-- begin LISTED RECORDS --

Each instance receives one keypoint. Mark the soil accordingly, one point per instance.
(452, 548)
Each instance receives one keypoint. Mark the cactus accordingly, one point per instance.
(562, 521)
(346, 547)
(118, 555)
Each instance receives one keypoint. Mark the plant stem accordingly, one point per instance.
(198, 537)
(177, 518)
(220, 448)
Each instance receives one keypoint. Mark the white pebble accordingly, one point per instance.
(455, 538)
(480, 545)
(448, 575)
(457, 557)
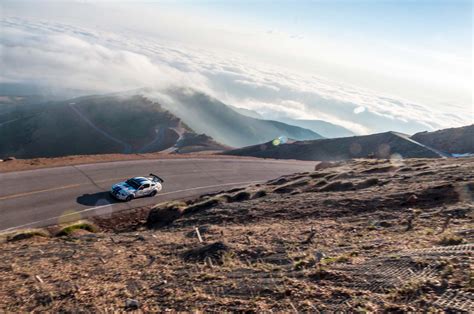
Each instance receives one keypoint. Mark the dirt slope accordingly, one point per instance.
(452, 141)
(365, 235)
(93, 125)
(381, 145)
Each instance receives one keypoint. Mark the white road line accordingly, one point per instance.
(97, 207)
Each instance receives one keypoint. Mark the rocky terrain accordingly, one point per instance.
(360, 235)
(95, 125)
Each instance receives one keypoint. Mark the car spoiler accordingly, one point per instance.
(157, 178)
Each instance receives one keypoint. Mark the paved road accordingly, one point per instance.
(43, 197)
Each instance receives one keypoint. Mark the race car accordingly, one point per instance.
(137, 187)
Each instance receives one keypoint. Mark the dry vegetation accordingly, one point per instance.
(38, 163)
(365, 235)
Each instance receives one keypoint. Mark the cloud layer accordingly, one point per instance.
(66, 56)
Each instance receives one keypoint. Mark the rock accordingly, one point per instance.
(132, 304)
(214, 251)
(412, 199)
(385, 224)
(327, 164)
(319, 256)
(337, 186)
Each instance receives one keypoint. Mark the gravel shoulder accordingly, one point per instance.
(365, 235)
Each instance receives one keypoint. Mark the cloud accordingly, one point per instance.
(67, 56)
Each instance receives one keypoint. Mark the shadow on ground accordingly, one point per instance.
(96, 199)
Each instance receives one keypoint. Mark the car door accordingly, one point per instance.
(140, 192)
(145, 189)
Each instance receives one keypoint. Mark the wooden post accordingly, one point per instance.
(198, 234)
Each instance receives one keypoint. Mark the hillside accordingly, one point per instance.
(94, 125)
(209, 116)
(366, 235)
(382, 145)
(452, 141)
(326, 129)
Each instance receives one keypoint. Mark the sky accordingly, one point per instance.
(367, 65)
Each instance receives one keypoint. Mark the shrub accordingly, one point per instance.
(78, 225)
(26, 234)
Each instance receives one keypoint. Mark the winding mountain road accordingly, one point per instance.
(36, 198)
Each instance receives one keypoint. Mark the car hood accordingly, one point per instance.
(123, 187)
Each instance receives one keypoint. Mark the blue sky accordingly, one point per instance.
(418, 54)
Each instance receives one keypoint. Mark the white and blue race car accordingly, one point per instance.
(137, 187)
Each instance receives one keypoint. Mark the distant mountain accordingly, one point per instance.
(248, 113)
(95, 125)
(323, 128)
(326, 129)
(451, 141)
(381, 145)
(207, 115)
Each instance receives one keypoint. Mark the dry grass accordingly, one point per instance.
(267, 262)
(78, 225)
(24, 234)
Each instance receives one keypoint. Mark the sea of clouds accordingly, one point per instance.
(60, 55)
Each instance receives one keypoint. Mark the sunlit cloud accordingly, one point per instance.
(67, 56)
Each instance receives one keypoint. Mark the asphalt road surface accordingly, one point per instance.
(36, 198)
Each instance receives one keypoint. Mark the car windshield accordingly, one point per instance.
(133, 183)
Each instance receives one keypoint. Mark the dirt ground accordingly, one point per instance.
(37, 163)
(366, 235)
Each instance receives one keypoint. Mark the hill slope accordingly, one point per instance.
(333, 240)
(381, 145)
(452, 141)
(94, 125)
(324, 128)
(205, 114)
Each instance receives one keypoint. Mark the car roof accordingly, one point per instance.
(141, 180)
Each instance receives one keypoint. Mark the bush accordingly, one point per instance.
(451, 240)
(26, 234)
(79, 225)
(164, 214)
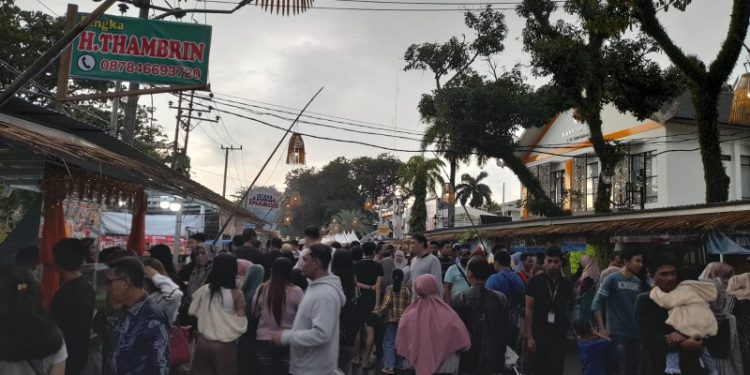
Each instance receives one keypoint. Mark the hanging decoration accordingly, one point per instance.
(287, 219)
(295, 200)
(285, 7)
(741, 102)
(449, 195)
(296, 153)
(88, 186)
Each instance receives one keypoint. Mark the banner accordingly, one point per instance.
(141, 50)
(265, 203)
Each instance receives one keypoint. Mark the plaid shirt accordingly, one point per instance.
(394, 304)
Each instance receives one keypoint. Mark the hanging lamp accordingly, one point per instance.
(285, 7)
(296, 153)
(295, 200)
(740, 113)
(449, 195)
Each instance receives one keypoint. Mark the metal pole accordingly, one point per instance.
(45, 59)
(177, 131)
(288, 130)
(63, 70)
(131, 106)
(226, 164)
(177, 232)
(115, 111)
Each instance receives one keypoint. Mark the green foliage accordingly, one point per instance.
(418, 177)
(340, 185)
(706, 81)
(592, 64)
(473, 188)
(377, 177)
(348, 220)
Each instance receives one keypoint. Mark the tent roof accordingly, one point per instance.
(29, 130)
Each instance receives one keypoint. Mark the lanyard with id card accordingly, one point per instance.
(551, 314)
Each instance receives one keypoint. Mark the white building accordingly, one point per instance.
(663, 153)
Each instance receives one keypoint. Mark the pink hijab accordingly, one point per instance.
(429, 330)
(242, 267)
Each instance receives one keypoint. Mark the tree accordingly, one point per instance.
(348, 220)
(455, 57)
(492, 111)
(323, 192)
(376, 177)
(705, 82)
(473, 188)
(419, 176)
(591, 64)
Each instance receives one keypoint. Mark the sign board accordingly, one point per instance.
(265, 203)
(141, 50)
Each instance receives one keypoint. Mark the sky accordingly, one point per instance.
(358, 57)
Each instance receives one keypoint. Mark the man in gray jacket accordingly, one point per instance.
(314, 337)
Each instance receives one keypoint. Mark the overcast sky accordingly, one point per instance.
(358, 57)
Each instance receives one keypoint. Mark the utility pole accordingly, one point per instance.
(226, 164)
(177, 132)
(131, 106)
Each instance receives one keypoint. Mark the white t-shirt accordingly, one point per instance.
(42, 366)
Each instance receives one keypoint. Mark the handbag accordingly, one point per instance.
(179, 346)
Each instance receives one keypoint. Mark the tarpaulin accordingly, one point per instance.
(728, 244)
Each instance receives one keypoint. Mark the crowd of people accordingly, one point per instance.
(430, 308)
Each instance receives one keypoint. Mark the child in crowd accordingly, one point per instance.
(593, 349)
(395, 302)
(689, 314)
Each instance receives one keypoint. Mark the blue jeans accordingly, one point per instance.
(624, 355)
(390, 359)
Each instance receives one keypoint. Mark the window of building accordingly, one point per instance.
(557, 190)
(745, 174)
(643, 172)
(592, 181)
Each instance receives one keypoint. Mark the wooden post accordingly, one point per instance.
(64, 67)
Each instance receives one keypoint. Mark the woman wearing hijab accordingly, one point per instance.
(220, 309)
(247, 361)
(739, 287)
(724, 347)
(586, 286)
(430, 334)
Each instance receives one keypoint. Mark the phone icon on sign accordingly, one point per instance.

-- end LISTED RECORDS --

* _DO THIS_: In the listing above, find the line with "Each instance receives one keypoint. Mark the blue jeans" and set down that line and all after it exactly, through the final line.

* _SOLUTION TO THIS PROBLEM_:
Each instance receives one keypoint. Mark the blue jeans accordingly, one point per instance.
(624, 355)
(390, 359)
Each instance receives one keypoint. Mark the window of building accordingly, one point per instance.
(557, 190)
(745, 174)
(643, 172)
(592, 181)
Each instance receives one keypoint. Mark the wooden post accordingly, one point per instance.
(64, 67)
Each instance receives one keypoint. Mark the woman wearing hijab accordingly, one point per instance.
(220, 309)
(247, 361)
(739, 287)
(724, 347)
(586, 286)
(430, 334)
Each instance receives one keypoint. Mark the phone icon on sign accordingly, one point per instance.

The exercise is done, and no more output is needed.